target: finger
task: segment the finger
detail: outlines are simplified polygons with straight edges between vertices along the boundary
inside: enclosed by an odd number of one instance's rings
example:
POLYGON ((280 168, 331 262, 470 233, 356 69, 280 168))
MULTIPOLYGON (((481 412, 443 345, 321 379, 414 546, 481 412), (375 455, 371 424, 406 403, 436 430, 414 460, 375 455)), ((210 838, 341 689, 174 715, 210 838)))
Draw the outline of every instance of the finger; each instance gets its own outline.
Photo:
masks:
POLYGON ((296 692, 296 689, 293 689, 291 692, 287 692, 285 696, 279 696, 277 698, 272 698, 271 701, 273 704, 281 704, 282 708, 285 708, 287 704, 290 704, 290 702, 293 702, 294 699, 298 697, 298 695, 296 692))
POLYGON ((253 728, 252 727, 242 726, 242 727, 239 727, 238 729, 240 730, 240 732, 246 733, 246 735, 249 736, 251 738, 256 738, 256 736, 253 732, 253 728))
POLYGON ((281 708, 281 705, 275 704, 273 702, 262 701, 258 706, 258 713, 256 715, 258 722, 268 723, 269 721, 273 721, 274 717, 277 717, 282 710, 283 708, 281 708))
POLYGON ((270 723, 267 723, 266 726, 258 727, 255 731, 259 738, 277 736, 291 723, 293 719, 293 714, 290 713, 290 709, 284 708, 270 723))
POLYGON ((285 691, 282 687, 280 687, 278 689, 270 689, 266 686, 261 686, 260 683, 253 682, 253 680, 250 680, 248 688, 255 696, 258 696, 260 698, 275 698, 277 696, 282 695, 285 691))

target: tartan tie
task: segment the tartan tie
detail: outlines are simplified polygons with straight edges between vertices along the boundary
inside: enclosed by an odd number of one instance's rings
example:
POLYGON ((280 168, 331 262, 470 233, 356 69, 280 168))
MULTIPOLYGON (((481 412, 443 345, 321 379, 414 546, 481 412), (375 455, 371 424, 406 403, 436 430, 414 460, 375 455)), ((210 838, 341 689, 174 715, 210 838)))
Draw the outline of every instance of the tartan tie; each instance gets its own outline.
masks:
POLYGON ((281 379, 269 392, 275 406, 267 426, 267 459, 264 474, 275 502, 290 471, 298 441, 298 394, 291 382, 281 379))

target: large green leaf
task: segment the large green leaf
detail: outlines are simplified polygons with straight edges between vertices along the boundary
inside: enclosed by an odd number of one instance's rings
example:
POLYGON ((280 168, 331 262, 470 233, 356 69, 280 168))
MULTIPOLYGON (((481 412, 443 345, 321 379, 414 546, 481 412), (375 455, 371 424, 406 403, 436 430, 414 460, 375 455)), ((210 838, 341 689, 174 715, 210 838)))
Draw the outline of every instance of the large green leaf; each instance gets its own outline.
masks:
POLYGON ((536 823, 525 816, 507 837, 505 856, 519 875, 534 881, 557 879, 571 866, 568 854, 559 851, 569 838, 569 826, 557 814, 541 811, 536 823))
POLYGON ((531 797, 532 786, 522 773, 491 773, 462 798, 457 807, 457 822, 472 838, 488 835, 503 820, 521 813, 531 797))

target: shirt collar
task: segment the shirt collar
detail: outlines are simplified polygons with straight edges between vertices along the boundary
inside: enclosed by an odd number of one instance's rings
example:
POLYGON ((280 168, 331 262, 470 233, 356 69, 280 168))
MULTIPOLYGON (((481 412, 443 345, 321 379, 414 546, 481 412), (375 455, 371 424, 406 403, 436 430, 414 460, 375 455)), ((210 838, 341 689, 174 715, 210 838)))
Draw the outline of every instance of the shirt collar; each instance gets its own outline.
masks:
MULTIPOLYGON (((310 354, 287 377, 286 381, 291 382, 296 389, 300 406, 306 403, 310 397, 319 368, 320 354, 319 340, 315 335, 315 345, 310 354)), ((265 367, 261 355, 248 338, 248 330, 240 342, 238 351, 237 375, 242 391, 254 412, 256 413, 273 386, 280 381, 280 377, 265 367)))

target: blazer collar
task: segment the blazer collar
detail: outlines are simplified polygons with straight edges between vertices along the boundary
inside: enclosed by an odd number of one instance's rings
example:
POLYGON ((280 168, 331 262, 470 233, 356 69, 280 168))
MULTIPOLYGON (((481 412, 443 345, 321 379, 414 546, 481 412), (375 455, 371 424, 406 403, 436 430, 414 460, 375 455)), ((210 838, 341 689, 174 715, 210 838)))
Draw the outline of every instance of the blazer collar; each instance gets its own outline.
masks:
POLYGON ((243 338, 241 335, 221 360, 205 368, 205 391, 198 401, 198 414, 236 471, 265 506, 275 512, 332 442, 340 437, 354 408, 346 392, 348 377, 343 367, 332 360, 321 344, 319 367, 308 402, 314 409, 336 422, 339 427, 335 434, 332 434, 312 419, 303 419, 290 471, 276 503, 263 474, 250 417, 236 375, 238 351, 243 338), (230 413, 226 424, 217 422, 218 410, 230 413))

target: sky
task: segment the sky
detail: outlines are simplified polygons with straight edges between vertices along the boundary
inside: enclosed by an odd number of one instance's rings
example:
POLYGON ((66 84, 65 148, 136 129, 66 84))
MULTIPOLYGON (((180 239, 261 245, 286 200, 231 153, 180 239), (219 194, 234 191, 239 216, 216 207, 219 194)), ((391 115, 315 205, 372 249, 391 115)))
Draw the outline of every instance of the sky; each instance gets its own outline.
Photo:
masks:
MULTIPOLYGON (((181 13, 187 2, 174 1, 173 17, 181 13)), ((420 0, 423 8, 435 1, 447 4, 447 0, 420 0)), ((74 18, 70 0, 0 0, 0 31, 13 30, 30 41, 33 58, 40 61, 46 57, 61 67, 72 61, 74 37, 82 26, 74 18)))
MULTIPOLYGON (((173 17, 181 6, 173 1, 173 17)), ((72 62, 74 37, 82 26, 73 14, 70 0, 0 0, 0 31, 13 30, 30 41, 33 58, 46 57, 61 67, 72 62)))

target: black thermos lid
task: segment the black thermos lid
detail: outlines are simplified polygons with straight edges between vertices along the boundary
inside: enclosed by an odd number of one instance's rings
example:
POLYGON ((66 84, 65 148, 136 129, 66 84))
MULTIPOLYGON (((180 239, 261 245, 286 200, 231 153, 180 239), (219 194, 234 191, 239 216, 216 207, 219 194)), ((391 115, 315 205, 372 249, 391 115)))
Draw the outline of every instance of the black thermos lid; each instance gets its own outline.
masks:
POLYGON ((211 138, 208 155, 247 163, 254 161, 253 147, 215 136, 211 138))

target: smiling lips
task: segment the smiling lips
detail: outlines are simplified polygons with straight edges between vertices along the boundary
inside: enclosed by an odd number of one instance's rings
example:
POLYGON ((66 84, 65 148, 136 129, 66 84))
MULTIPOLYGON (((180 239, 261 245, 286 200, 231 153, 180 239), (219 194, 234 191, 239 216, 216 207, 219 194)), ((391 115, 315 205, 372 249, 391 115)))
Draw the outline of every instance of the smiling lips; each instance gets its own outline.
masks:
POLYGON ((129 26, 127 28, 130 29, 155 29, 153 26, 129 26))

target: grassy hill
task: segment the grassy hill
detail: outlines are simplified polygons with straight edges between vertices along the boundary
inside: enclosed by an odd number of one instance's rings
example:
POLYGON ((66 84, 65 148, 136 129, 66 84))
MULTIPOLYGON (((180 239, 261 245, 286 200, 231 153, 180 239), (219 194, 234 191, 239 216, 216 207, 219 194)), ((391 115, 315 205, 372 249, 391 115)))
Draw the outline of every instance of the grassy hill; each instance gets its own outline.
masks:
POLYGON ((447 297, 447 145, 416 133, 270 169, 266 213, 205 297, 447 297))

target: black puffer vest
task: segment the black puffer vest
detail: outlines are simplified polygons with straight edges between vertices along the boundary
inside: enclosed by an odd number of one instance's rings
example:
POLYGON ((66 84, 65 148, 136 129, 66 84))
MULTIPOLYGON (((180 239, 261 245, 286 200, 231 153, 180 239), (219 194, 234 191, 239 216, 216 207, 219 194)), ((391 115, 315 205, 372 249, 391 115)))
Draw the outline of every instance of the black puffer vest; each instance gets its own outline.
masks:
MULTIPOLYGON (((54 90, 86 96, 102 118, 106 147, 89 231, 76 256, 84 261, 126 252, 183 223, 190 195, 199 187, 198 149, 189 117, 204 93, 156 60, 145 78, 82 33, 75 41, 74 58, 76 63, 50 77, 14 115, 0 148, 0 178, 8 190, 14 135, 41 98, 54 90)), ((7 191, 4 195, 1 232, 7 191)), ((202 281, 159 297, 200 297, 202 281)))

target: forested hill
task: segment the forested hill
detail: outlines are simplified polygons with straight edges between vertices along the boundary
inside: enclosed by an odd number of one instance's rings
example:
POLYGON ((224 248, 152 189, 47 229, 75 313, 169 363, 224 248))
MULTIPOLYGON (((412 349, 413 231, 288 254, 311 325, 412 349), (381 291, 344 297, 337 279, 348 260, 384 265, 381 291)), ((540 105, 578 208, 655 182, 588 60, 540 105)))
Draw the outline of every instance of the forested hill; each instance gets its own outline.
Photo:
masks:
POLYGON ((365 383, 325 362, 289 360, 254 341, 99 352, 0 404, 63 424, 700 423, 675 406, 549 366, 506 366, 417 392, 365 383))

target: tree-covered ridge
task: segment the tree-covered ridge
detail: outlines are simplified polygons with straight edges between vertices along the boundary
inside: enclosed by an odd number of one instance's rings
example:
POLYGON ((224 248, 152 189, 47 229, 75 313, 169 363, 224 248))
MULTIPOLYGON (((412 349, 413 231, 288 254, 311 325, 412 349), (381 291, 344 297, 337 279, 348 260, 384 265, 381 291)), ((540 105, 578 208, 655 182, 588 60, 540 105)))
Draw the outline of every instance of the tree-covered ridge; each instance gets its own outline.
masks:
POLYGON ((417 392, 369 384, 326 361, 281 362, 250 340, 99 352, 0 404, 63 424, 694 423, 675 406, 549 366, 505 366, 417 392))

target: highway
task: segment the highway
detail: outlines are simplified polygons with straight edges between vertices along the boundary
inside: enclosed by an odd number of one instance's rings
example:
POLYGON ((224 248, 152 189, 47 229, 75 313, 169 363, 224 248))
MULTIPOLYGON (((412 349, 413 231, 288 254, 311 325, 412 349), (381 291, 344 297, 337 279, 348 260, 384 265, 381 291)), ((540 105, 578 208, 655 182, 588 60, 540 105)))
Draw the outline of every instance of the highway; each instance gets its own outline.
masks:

* [What is being asked]
How many lines in the rows above contain the string "blazer"? Reply with the number alone.

* [Completed task]
3